Supplied text
(urth) Severian's Mausoleum

António Pedro Marques entonio at gmail.com
Fri Nov 21 09:21:18 PST 2014


Faithless in that you can have no faith in it. 
Interesting verses. 

No dia 21/11/2014, às 15:20, "Norwood, Frederick Hudson" <NORWOODR at mail.etsu.edu> escreveu:

> Just as in the poem the door is faithless for letting in the cold wind, Severian’s door is faithless for failing to remain closed.
>  
> Rick Norwood
>  
> From: Urth [mailto:urth-bounces at lists.urth.net] On Behalf Of Robert Pirkola
> Sent: Friday, November 21, 2014 10:16 AM
> To: urth at urth.net
> Subject: (urth) Severian's Mausoleum
>  
> I was struck by the term "faithless door" in the passage describing
> Severian's mausoleum " . . . it was the smallness of the room, the
> thick walls of masonry, and the single, narrow window with its one
> bar, together with the faithless door (so massively heavy) that 
> remained eternally ajar."  (*Shadow and Claw*, pg. 17).

Dataset content
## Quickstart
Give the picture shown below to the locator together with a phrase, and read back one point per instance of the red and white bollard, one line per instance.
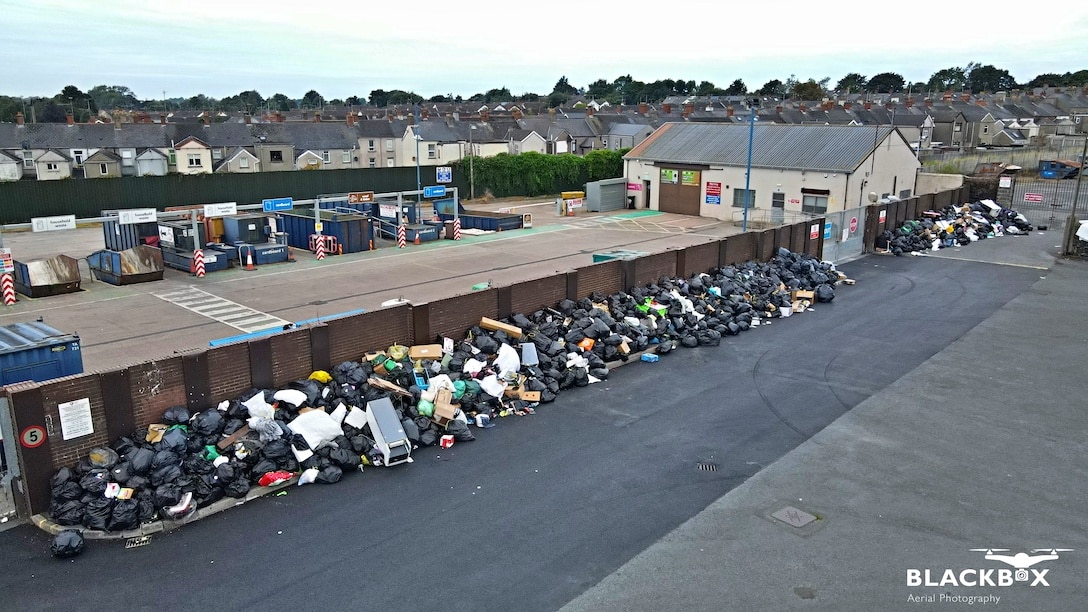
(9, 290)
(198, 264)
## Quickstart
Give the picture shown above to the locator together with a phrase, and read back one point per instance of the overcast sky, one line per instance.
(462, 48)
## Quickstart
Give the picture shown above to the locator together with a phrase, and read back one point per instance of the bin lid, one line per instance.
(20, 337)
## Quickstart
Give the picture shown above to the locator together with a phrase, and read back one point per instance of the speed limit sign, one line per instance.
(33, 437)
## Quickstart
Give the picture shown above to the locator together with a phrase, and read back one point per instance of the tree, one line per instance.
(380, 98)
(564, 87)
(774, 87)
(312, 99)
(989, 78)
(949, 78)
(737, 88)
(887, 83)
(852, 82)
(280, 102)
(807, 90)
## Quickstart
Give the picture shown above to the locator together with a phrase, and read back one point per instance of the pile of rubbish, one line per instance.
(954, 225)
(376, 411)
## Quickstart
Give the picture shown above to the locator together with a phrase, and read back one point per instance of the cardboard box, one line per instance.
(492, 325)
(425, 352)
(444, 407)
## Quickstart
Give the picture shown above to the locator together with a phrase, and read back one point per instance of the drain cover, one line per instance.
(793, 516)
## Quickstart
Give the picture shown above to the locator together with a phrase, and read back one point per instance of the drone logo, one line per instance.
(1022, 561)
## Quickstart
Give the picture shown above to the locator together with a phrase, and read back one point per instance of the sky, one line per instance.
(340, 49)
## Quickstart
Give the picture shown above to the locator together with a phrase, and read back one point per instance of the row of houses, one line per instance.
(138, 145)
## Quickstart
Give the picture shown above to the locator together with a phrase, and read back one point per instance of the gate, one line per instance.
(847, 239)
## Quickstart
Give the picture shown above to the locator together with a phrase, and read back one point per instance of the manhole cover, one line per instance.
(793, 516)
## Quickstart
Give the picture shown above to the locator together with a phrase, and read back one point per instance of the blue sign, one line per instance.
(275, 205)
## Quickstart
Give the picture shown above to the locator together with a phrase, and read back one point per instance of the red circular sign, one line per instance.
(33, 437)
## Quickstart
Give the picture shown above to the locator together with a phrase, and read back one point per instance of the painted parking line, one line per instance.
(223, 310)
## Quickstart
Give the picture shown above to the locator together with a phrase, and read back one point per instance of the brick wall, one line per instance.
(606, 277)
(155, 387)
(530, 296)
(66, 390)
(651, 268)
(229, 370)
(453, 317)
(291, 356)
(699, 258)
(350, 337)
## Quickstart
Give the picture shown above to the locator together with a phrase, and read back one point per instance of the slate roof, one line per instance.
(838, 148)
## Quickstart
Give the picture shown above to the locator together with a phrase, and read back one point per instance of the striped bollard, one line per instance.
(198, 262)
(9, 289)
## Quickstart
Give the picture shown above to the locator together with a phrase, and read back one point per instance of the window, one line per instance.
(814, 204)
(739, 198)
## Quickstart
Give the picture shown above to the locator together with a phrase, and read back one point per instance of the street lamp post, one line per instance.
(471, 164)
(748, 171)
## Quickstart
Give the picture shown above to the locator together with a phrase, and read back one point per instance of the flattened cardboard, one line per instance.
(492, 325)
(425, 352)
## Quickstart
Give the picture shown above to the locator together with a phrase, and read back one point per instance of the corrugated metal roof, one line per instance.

--

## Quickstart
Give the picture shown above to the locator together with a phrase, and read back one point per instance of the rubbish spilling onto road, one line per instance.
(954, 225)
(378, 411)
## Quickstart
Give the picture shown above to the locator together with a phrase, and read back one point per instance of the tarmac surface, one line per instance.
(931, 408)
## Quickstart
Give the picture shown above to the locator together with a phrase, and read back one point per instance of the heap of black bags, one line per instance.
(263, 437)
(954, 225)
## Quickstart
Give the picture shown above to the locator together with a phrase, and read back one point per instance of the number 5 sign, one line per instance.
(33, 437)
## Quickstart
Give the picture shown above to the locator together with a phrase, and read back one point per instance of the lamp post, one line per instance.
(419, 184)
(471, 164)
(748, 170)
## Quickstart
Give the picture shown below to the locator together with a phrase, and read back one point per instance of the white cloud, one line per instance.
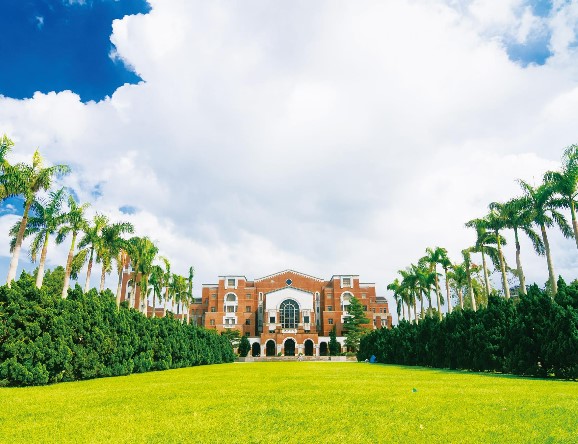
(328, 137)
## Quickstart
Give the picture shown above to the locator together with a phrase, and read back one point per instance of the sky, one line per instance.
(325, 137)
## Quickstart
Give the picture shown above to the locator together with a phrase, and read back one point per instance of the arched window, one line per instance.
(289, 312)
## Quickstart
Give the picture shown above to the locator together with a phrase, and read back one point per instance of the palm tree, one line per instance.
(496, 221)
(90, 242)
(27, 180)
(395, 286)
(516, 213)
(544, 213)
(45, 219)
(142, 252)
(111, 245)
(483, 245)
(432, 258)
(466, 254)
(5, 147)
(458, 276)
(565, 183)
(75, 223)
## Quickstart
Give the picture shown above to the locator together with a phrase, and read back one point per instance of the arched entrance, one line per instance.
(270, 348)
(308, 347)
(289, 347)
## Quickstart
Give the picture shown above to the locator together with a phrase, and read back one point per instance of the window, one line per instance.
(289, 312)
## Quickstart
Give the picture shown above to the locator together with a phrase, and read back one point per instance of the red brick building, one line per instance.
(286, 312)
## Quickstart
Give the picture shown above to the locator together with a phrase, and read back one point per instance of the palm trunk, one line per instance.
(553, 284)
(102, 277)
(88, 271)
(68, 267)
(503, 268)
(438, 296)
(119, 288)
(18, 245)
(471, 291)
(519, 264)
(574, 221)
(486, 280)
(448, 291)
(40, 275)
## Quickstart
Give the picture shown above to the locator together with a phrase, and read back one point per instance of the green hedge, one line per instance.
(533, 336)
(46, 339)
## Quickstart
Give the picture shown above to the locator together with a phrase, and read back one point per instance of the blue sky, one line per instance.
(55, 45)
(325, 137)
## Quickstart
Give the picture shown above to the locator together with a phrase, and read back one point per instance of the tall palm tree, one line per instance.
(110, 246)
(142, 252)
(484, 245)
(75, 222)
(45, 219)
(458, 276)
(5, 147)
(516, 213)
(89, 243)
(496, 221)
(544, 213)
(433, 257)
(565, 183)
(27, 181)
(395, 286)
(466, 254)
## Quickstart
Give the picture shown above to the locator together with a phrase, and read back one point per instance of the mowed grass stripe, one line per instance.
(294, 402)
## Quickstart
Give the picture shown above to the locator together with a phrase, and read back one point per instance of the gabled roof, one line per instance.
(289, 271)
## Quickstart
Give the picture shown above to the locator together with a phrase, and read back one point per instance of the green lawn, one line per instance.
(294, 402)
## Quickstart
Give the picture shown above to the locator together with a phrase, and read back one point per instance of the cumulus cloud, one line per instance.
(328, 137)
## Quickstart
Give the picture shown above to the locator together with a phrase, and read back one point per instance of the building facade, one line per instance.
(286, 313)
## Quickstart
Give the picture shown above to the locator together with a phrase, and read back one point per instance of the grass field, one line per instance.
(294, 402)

Prompt 1
From the Severian's Mausoleum post, echo the passage starting with "No dia 21/11/2014, às" and going on through "to remain closed.".
Prompt 2
According to the Severian's Mausoleum post, why is Severian's door called faithless?
Prompt 3
In the Severian's Mausoleum post, what page of *Shadow and Claw* is given for the passage that describes the mausoleum?

Your response 1
No dia 21/11/2014, às 15:20, "Norwood, Frederick Hudson" <NORWOODR at mail.etsu.edu> escreveu:

> Just as in the poem the door is faithless for letting in the cold wind, Severian’s door is faithless for failing to remain closed.

Your response 2
Rick Norwood explains that Severian's door is faithless because it fails to remain closed, since it stays eternally ajar. He compares it to the poem, where the door is faithless for letting in the cold wind.

Your response 3
Page 17.